Present every line of the data below as a numbered list, leaving out any blank lines.

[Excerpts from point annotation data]
____

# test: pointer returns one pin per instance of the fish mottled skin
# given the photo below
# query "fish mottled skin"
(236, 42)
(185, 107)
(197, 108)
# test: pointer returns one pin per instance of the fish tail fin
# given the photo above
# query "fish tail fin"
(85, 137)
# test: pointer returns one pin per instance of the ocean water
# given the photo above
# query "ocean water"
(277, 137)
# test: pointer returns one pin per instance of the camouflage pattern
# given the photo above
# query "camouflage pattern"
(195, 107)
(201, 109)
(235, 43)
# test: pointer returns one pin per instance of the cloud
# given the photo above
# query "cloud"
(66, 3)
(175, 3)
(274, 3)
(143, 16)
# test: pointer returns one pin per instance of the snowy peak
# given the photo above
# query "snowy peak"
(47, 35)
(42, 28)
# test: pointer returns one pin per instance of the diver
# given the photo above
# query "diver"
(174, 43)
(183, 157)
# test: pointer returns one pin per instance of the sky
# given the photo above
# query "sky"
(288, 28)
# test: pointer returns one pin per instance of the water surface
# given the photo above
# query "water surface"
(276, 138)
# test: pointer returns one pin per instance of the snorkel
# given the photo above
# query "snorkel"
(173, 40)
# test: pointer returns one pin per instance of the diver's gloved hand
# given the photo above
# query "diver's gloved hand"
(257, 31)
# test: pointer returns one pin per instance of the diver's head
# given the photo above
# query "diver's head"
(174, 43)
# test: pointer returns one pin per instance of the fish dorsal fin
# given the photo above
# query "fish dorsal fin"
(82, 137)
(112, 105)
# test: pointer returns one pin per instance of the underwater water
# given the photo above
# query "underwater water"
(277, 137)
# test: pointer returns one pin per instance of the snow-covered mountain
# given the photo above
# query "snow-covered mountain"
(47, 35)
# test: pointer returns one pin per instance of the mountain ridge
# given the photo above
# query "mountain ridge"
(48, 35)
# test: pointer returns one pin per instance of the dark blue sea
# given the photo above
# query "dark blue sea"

____

SOLUTION:
1. # test: pointer returns one pin per instance of the fish mottled skin
2. # given the photo below
3. # query "fish mottled skin"
4. (236, 42)
5. (185, 107)
6. (197, 108)
7. # test: pointer returns one pin per instance of the fish tail fin
8. # given the photo above
9. # query "fish tail fin"
10. (85, 137)
11. # test: pointer returns one pin per instance of the ocean water
12. # given the photo above
13. # query "ocean water"
14. (277, 137)
15. # test: pointer returns one pin per instance of the camouflage pattern
16. # given the photo above
17. # query "camouflage pattern"
18. (195, 107)
19. (201, 109)
20. (235, 43)
21. # test: pointer returns one pin per instance of the cloud
22. # given the photo above
23. # query "cloud"
24. (66, 3)
25. (175, 3)
26. (274, 3)
27. (143, 16)
28. # test: pointer returns one pin per instance of the snowy peak
29. # given the photo above
30. # query "snowy peak"
31. (47, 35)
32. (42, 28)
33. # test: pointer returns one pin per instance of the diver
34. # given the photo above
35. # query "diver"
36. (174, 43)
37. (183, 157)
38. # test: pointer returns one pin per instance of the sky
39. # given the photo above
40. # query "sky"
41. (288, 28)
42. # test: pointer returns one pin per instance of the water surface
43. # given the photo above
44. # query "water surface"
45. (276, 138)
46. # test: pointer returns one pin per instance of the snorkel
47. # given the photo above
48. # query "snorkel"
49. (173, 40)
50. # test: pointer returns one pin per instance of the diver's gloved hand
51. # given the photo above
52. # query "diver's gloved hand"
53. (257, 31)
54. # test: pointer returns one pin per instance of the diver's head
55. # given the photo above
56. # query "diver's head"
57. (174, 43)
58. # test: pointer returns one pin per instance of the fish dorsal fin
59. # given the photo above
60. # query "fish dorsal fin"
61. (82, 137)
62. (112, 105)
63. # test: pointer returns one pin per instance of the underwater water
64. # given the photo above
65. # query "underwater water"
66. (277, 137)
67. # test: pointer returns one pin per instance of the snow-covered mountain
68. # given the photo above
69. # query "snow-covered mountain"
70. (47, 35)
71. # test: pointer returns one pin per instance of the mountain ridge
72. # given the photo above
73. # query "mountain ridge"
74. (48, 35)
75. # test: pointer returns one pin per instance of the dark blue sea
76. # given the photo above
77. # query "dark blue sea"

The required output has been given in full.